READING TEXT:
════════════════
OpenEuphoria: Forum: Sequence Ops

1. Sequence Ops

Posted by Robert Craig <rds at Ra?idEuphoria.com> Jul 15, 2007
632 views

Here's a bit of background on sequence operations
in Euphoria.

When I started designing the Euphoria language
(18 years ago!), I believed that the basic cycle time 
of the interpreter, i.e. the time required to process 
the simplest IL operation, such as adding two integers, 
would be similar to other interpreters around at that time, 
and Euphoria might even be slower, since Euphoria was going 
to have great flexibility in it's data structures, as well
as lots of run-time error checking.

I knew from my experience with APL, that an interpreted
language could gain speed by supporting operations on
large aggregates of data (vectors, matrices, lists etc.), 
thereby reducing the number of statements that need to be interpreted, 
and shifting the workload to a fast routine written in C or 
assembly language. In APL this was very true. Everyone tried
hard to write code that used APL "vectors" 
(somewhat similar to Euphoria sequences, but more restricted), 
rather than APL scalars (atoms), since you could often 
speed up a program by a factor of 10x to 100x that way.
════════════════
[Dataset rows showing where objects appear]
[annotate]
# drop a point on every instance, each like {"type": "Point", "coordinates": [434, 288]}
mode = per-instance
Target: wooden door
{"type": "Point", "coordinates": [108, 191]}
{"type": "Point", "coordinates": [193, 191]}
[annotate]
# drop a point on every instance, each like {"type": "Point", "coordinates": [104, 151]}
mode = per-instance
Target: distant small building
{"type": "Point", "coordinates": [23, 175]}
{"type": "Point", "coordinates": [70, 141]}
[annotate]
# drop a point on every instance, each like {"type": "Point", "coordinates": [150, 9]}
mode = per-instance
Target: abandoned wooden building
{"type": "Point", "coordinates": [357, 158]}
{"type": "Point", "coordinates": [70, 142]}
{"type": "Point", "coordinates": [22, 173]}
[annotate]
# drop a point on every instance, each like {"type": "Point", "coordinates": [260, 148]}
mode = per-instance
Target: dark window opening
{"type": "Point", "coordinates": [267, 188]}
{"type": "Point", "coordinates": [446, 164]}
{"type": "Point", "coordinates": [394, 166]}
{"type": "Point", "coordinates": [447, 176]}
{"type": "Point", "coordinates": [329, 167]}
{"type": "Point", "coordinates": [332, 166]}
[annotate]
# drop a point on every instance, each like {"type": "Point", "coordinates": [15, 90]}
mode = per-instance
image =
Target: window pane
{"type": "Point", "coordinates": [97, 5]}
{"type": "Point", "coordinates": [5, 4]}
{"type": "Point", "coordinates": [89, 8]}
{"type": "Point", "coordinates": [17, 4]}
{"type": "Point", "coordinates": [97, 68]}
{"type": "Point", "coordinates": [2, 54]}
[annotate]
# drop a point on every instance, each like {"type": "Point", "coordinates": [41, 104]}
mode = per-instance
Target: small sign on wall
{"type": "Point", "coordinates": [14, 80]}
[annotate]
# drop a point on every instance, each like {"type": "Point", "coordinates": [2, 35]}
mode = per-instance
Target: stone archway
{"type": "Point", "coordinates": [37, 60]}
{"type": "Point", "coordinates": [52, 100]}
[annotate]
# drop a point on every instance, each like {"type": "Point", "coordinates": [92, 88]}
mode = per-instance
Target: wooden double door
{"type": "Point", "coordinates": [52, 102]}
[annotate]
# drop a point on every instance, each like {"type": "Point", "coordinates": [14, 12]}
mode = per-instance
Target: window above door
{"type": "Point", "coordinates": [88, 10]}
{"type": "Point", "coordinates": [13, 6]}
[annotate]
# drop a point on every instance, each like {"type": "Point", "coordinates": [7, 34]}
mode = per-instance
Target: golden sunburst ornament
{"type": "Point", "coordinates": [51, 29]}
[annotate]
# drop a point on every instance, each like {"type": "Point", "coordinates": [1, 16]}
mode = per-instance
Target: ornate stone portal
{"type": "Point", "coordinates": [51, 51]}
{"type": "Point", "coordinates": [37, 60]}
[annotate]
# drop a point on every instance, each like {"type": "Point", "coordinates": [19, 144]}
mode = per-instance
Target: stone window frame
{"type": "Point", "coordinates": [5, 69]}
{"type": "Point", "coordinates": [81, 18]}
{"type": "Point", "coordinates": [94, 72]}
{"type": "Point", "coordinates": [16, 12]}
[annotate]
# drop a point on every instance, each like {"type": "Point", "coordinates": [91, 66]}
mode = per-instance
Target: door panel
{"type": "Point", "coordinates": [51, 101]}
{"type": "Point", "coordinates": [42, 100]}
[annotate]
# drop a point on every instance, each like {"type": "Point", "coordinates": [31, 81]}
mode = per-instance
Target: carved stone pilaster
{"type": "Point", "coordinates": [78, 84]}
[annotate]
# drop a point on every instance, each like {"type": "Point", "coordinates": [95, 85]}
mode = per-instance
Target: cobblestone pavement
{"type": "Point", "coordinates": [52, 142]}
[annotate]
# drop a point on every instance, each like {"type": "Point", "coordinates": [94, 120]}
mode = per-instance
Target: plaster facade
════════════════
TASKS TO CARRY OUT:
1. Filter the records down to every line that contains the word "window", treating upper and lower case as different.
2. Carry on the forum post about sequence operations in Euphoria, picking up right after its last sentence.
These records are unrelated to the forum post on sequence operations.

EXERCISE ANSWERS:
1.
Target: dark window opening
Target: window pane
Target: window above door
Target: stone window frame

2.
APL also had a richer set of primitive operations on vectors
than Euphoria has. e.g. it had things like rotate-right, 
matrix transpose etc. It also had a feature that let you
apply an operation to a whole vector. e.g. +/x would add
up all the elements in x. It also let you select elements
from a vector by providing another vector of 1's and 0's
which typically was created by relational ops (< > = etc.).
x = y, where x and y are vectors (sequences) was thus 
very useful in APL. Less so, in Euphoria.

The first working version of the Euphoria interpreter
was about 40 times slower than today's interpreter
at simple integer:integer ops. 

sequence:sequence ops were not much slower than today however, 
since they are handled by run-time routines written in C,
so it was usually much faster to use sequence ops to do something, 
than to write a Euphoria loop, and do the job one atom at a time.

However, I soon became obsessed with speed, and surprised
even myself with how much faster I was able to
make the interpreter, eventually reducing the overhead 
per IL op down to just a few machine instructions.
I always compared Euphoria against C, never benchmarking
against other interpreters until just before v1.0 when
I set up some benchmarks against QBasic, and was very surprised
at how much faster Euphoria was. I later compared against
other popular interpreters and was also surprised. It seemed
like other developers just didn't care much about interpreter speed,
or they added features to their language that were incompatible with
fast execution.

Many years later, the Euphoria to C translator, boosted the speed
of simple integer:integer ops even more.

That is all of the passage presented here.